Greece: Dealing with illegal immigration

As can be seen here and here , Greece is the first stop for many illegal immigrants heading into Europe.

Nowhere is the pressure on the European Union's borders mounting as insistently as in this northernmost corner of the Aegean Sea across the river from Turkey.


With the help of smugglers, dozens of migrants breach this frontier daily on foot, in plastic boats, by swimming, or crouched inside empty oil tankers or secret compartments of trucks.


In its zeal to secure the border, Greece is being accused of serious lapses in human rights and ignoring treaty pledges that bind it to give haven to refugees claiming protection - rights established under international conventions.


"There are serious problems with the asylum system in Greece," said William Spindler, a spokesman for the UN High Commissioner for Refugees in Geneva. "It doesn't meet European or international standards."
= = = =
WRITTEN PROBLEM A >> Collect every line from the entries below that contains the word "brown", copying each one in full.
= = = =
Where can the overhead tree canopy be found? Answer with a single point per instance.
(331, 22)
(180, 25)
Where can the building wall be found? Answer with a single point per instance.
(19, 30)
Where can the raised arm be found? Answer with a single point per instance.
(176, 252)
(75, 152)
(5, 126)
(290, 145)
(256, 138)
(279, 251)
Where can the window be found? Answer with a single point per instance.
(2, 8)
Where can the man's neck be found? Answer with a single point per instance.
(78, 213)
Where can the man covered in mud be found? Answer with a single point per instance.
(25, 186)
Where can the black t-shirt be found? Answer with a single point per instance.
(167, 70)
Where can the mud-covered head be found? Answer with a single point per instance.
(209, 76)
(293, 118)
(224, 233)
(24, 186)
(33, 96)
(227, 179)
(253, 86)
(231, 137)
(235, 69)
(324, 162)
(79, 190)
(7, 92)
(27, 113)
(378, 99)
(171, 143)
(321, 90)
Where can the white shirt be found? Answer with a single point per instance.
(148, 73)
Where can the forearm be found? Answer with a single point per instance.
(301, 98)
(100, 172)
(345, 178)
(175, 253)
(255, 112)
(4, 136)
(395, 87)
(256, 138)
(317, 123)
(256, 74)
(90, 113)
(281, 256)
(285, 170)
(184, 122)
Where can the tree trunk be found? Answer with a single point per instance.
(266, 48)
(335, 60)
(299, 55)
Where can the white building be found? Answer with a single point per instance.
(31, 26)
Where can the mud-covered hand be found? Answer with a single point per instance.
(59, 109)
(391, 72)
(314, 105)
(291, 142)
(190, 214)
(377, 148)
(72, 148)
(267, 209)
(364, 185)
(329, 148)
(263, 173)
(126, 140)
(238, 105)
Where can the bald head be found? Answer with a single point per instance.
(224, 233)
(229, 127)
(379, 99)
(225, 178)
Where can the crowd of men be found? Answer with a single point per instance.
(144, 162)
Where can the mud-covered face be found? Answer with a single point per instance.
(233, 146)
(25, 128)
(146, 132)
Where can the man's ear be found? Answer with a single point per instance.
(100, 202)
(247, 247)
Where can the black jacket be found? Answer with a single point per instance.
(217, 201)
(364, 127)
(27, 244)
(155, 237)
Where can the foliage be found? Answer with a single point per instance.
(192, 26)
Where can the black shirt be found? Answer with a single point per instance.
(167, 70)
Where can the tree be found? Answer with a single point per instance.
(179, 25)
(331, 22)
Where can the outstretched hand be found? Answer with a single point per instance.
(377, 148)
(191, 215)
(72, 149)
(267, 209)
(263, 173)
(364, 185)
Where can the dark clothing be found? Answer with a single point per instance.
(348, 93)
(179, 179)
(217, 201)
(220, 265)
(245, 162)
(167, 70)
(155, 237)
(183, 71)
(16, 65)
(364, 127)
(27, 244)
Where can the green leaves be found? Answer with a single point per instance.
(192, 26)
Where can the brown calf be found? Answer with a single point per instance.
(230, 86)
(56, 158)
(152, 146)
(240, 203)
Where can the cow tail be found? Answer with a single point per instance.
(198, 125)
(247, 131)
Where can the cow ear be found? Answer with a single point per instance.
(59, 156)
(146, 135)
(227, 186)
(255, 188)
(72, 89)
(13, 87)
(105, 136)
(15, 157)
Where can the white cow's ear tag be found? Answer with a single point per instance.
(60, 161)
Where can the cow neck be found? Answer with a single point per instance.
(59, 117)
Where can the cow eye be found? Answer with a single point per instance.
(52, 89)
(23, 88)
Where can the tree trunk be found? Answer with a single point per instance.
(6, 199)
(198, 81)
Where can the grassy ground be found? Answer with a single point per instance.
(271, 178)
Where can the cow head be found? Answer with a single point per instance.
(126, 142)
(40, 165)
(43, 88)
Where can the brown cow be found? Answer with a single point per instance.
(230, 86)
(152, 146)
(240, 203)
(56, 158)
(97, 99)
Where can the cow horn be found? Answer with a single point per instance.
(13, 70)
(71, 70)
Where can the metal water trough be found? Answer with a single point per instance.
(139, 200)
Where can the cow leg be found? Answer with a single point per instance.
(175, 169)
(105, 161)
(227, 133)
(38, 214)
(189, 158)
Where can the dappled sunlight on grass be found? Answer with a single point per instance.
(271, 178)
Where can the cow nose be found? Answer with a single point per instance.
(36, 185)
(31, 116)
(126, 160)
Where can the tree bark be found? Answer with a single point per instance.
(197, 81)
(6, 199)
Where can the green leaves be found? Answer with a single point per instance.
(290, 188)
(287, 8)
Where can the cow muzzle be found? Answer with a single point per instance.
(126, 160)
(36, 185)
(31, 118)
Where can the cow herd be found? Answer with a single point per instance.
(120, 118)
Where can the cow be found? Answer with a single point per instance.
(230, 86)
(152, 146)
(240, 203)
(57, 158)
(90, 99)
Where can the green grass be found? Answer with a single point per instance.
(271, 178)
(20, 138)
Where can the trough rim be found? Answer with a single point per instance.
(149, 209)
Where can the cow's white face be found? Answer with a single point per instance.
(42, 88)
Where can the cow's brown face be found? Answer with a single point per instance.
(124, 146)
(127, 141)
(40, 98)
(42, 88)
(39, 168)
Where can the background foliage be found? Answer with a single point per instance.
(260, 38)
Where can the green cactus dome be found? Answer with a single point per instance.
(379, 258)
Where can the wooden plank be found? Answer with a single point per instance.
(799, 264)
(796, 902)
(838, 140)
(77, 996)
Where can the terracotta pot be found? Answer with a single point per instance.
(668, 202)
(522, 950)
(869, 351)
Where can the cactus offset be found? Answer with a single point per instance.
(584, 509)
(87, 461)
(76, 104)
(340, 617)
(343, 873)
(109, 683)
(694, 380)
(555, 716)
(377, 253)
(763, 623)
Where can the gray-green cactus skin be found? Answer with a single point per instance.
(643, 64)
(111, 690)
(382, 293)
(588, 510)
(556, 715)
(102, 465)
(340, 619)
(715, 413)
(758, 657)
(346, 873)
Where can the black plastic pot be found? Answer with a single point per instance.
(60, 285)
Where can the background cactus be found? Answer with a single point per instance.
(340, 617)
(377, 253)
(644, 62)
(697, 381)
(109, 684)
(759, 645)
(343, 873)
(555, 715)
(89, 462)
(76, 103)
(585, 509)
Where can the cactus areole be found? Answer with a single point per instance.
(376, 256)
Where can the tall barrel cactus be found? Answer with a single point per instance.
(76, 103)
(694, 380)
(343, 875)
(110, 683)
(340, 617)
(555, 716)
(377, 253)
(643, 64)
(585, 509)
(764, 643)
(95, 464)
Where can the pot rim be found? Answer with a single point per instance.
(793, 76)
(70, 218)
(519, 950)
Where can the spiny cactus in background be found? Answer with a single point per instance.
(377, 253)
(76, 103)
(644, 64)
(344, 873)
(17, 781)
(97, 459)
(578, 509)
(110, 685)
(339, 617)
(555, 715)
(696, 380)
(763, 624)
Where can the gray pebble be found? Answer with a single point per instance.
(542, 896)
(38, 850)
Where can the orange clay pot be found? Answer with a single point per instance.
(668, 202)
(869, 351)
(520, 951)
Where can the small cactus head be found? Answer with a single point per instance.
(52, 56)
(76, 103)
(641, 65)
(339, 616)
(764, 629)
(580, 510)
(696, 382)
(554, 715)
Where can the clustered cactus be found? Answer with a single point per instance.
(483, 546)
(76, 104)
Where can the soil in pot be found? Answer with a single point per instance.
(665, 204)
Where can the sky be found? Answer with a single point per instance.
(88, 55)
= = = =
WRITTEN PROBLEM B >> Carry on the article about illegal immigration into Greece from its last line.

EXERCISE RESPONSE A >>
Where can the brown calf be found? Answer with a single point per instance.
Where can the brown cow be found? Answer with a single point per instance.
Where can the cow's brown face be found? Answer with a single point per instance.

EXERCISE RESPONSE B >>
Would-be immigrants - Iraqis, Palestinians, Afghanis and others - are arriving here in numbers bigger than ever before. Their ranks are swollen by a "huge and very sudden influx" that began in September, according to Pangiotis Papadimitriou, the border monitoring officer for the Office of the United Nations High Commissioner for Refugees.
Waiting for the new arrivals are the police. Refugees' lawyers say many migrants are secretly forced back, without being given the chance to request asylum.


"It is illegal, illegal, illegal," said Evgenia Papanastasiou, a refugees' lawyer in the northern Greek city of Kavala who has 19 years of experience in criminal law.


In October, two private groups, Pro Asyl, based in Germany, and the Group of Lawyers for the Rights of Refugees and Migrants, based in Athens, made a similar accusation, adding in a joint report that the Greek Coast Guard was pushing back migrants' boats at sea.


The police and the coast guard vehemently deny the allegations and say that those who require asylum can request it. Under Greek law, it is a crime for public servants to expel forcibly any person needing international protection.


The land border between Greece and Turkey, two historically antagonistic nations, extends for 182 kilometers, or 114 miles, tracking the Evros River, which the Turks call the Meric, down to the Aegean Sea.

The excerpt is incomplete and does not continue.